Short problem
Keep the images out and copy every entry below exactly.

Dataset excerpts
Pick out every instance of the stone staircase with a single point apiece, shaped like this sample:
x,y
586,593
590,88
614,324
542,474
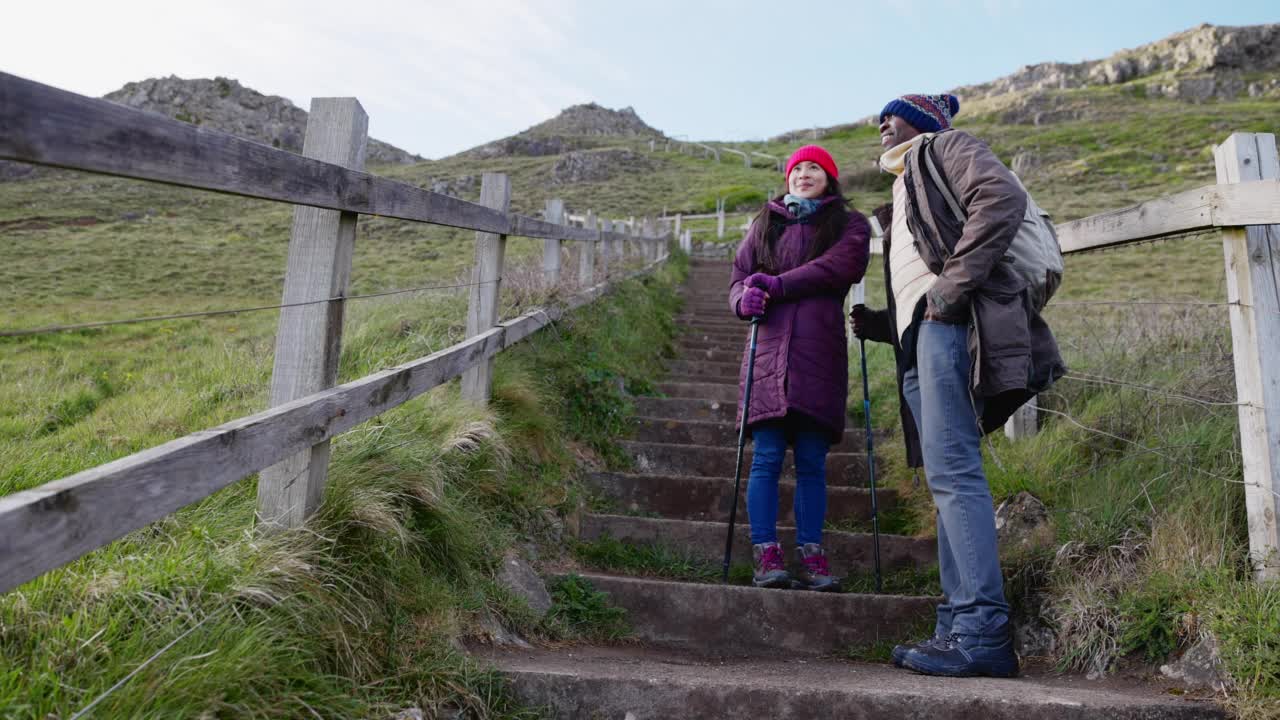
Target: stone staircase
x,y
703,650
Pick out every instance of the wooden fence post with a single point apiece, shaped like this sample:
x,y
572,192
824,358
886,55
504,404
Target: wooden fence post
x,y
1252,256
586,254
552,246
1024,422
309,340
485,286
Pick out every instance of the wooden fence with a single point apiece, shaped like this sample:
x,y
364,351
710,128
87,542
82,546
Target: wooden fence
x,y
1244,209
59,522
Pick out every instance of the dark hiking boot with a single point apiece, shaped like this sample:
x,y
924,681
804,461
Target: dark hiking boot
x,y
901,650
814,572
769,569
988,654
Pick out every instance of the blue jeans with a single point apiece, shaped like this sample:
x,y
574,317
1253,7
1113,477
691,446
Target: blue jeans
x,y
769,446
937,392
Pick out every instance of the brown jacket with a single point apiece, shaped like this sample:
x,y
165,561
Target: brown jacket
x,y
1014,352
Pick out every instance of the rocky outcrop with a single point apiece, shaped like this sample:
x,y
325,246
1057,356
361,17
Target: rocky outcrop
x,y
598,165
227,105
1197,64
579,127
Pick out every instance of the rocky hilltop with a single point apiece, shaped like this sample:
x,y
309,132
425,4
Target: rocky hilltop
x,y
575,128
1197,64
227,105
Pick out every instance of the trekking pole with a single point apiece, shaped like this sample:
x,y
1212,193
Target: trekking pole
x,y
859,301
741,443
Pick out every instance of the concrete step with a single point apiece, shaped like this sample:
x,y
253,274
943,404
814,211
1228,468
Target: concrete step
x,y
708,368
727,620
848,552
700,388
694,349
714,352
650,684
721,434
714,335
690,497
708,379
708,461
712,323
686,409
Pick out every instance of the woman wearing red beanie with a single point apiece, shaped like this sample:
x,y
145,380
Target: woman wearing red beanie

The output
Pick out every instance of the stone staircase with a single point apiece, shaped like this sample:
x,y
586,593
590,88
614,324
542,474
Target: stone staircase
x,y
703,650
Pick out every instance of the wooden fence post with a single point apiece, shaped like this sample:
x,y
572,192
824,358
886,55
504,404
Target: wooden fence post
x,y
1252,256
586,254
552,246
1024,422
309,340
485,286
Pick out every instance of the wooden fence with a single point apiece, shaped like this sample:
x,y
364,351
710,128
87,542
82,546
Target: wooden fence
x,y
1244,209
59,522
Pick out every instance of the dark hiking boot with a single point apiece, shaped like this sample:
x,y
924,681
804,461
Target: dark hiking boot
x,y
901,650
814,572
769,569
988,654
Pick out every instance of the blue jeans with a single point apiece, shaped like this sample:
x,y
574,317
1253,7
1113,477
691,446
Target: blue jeans
x,y
769,446
937,392
Pick out every instance of the brown jacket with a single point apiece, shaped like this sample:
x,y
165,561
Target: brown jacket
x,y
1014,352
Pick out every instance of the rocky outcrop with a single point apiece, shaped like this sample:
x,y
325,246
1057,356
361,17
Target: rocky outcrop
x,y
598,165
227,105
1197,64
579,127
Pick out every instance of the rocky hilltop with a single point apiece, shaped like this sample:
x,y
309,132
425,4
Target: rocky hilltop
x,y
575,128
1197,64
227,105
Pick out every instance of the trekking pole with a single point apiece, shaped like this sample:
x,y
1212,193
Target: trekking pole
x,y
859,301
741,443
Pick out every instance of the concrete step with a single point apiece, shaped like this sample:
x,y
253,274
943,404
814,211
1228,468
Target: concrete step
x,y
708,368
727,620
848,552
700,388
694,349
714,352
650,684
721,434
714,335
690,497
708,379
708,461
712,323
686,409
Pick out every instance of the woman wearing red beanie with a single point apiece, shaped like this sample:
x,y
145,380
Target: woman wearing red beanie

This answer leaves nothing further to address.